Set exercise –
Please list every line of the listing below that contains the word "hair", copying each such line in full.

The records –
########
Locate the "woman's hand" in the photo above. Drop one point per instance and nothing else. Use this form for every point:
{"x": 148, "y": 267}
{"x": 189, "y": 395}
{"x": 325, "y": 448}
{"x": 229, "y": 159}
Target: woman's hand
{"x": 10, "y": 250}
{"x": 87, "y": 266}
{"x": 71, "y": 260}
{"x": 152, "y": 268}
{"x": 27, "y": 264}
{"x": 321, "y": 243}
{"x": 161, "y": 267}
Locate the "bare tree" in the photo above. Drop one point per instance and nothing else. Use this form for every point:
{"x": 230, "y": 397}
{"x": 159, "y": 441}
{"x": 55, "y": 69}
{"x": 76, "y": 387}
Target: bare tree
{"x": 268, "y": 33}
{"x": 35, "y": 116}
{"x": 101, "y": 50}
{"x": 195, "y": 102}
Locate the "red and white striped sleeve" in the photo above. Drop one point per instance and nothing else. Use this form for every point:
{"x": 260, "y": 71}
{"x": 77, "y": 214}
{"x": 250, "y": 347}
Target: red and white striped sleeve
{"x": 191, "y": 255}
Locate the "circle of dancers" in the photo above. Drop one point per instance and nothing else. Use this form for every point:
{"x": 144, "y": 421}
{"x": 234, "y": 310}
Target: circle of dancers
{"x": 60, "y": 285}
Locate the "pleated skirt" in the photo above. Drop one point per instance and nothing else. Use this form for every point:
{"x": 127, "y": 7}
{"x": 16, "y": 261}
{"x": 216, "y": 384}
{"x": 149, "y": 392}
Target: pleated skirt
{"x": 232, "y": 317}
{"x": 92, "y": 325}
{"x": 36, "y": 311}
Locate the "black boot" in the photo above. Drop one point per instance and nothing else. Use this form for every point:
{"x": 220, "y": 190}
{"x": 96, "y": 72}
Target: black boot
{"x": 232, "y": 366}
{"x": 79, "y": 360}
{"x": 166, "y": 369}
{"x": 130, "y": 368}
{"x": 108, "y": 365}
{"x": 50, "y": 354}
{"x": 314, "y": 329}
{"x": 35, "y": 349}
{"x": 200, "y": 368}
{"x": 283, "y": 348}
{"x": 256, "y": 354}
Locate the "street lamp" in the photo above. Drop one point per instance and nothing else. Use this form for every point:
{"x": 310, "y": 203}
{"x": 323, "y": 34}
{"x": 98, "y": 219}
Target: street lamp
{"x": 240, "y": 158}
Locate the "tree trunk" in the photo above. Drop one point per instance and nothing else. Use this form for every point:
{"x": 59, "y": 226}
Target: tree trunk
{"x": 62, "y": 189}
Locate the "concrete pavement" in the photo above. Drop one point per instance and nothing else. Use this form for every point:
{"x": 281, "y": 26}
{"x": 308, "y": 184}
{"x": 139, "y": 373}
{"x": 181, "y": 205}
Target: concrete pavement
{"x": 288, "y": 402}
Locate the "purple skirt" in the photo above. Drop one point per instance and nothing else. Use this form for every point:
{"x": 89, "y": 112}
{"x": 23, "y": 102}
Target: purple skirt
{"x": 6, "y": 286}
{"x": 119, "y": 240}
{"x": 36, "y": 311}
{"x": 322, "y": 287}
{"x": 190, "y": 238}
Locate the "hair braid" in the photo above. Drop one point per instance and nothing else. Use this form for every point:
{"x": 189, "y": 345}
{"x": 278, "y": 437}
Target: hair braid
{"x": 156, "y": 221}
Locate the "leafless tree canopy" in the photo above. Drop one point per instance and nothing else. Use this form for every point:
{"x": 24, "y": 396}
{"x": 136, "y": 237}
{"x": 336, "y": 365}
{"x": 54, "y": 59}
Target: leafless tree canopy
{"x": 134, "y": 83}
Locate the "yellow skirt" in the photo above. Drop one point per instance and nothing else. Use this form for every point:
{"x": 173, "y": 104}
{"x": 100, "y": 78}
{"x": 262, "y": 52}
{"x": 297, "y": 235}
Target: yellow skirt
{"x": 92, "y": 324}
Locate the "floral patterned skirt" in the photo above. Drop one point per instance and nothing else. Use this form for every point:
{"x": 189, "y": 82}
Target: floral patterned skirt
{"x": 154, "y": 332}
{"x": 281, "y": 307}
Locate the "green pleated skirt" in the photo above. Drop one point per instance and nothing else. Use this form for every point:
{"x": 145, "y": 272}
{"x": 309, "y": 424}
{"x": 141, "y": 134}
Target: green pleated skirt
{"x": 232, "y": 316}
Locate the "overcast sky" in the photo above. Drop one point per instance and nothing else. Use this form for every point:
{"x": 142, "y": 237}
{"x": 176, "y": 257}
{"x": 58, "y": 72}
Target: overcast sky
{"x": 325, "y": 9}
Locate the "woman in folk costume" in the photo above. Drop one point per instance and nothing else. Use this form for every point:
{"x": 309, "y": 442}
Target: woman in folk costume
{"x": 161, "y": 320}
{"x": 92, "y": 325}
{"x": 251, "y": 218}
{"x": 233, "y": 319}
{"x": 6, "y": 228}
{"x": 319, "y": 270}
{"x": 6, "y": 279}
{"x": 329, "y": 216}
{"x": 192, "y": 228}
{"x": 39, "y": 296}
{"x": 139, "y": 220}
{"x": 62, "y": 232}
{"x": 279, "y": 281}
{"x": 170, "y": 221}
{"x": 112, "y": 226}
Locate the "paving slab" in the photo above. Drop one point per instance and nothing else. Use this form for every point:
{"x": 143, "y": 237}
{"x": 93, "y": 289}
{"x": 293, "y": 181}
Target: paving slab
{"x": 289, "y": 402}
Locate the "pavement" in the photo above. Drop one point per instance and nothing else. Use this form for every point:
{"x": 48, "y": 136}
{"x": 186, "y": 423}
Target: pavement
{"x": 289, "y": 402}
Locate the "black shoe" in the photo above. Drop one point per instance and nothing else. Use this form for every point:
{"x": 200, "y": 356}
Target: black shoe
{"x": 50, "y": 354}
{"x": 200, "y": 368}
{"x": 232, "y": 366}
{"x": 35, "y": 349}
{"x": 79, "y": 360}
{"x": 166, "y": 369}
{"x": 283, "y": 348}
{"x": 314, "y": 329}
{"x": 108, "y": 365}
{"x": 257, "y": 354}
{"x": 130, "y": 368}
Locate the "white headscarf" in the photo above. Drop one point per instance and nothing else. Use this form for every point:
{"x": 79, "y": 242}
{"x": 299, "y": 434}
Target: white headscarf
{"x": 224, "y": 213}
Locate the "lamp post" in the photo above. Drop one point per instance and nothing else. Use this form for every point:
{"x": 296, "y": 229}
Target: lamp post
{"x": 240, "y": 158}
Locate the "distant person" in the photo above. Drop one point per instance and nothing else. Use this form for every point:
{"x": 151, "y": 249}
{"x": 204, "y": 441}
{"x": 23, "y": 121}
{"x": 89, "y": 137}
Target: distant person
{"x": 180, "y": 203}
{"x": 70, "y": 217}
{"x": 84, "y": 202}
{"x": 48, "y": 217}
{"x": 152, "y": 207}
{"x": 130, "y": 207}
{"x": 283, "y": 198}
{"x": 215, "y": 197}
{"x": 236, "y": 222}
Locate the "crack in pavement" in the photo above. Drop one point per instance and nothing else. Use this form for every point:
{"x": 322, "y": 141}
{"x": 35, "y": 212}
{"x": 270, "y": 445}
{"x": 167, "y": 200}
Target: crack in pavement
########
Solution to the exercise –
Locate the "hair braid" in the photo above. Drop one point per instance and nothing else. Use this form for every point:
Target: hair braid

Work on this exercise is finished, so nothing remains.